▶ [About this task]: Using the listing below, retype exactly the lines starting at the one with "65V52L122 55L68 145L75" and ending at the one with "positive clicks: (153, 116)", and include both.

——

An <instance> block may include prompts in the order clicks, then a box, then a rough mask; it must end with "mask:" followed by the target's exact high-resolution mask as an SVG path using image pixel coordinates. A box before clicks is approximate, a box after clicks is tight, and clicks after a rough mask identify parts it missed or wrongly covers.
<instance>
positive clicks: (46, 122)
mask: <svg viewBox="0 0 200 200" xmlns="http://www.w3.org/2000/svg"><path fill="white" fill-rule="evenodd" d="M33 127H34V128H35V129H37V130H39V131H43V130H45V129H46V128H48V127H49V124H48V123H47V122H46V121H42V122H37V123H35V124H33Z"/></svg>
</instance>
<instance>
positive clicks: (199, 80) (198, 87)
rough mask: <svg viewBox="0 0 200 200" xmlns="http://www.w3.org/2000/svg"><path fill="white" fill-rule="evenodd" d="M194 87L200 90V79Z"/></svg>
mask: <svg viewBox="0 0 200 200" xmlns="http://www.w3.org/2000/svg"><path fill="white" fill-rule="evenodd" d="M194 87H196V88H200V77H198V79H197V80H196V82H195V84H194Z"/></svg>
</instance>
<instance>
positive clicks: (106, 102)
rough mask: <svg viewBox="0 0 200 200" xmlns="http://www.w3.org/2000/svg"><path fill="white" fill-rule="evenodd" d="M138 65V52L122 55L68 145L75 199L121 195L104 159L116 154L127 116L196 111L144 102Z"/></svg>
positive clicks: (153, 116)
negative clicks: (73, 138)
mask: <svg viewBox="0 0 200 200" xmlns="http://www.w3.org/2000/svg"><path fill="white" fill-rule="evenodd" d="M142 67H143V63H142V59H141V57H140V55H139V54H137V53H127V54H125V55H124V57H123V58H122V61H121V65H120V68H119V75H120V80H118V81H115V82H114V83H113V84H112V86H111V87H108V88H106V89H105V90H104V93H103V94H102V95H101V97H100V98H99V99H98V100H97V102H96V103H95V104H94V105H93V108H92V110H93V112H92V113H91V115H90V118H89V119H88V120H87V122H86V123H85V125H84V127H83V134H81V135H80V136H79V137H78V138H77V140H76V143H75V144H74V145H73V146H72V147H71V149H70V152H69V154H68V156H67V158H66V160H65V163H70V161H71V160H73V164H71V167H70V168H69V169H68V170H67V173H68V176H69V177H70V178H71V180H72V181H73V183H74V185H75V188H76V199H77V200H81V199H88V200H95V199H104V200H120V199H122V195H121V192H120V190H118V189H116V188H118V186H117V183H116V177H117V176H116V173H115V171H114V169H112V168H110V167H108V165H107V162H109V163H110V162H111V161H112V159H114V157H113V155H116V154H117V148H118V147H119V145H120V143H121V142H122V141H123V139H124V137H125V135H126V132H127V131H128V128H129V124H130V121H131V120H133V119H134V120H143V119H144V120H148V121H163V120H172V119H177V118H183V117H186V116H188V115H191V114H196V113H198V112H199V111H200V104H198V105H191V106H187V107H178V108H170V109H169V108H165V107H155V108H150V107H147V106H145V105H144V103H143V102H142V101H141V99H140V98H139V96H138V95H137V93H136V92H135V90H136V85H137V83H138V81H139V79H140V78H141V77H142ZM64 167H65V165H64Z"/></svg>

——

▶ [Result below]:
rough mask: <svg viewBox="0 0 200 200" xmlns="http://www.w3.org/2000/svg"><path fill="white" fill-rule="evenodd" d="M138 65V52L122 55L68 145L75 199L121 195L104 159L116 154L127 116L196 111L144 102Z"/></svg>
positive clicks: (153, 116)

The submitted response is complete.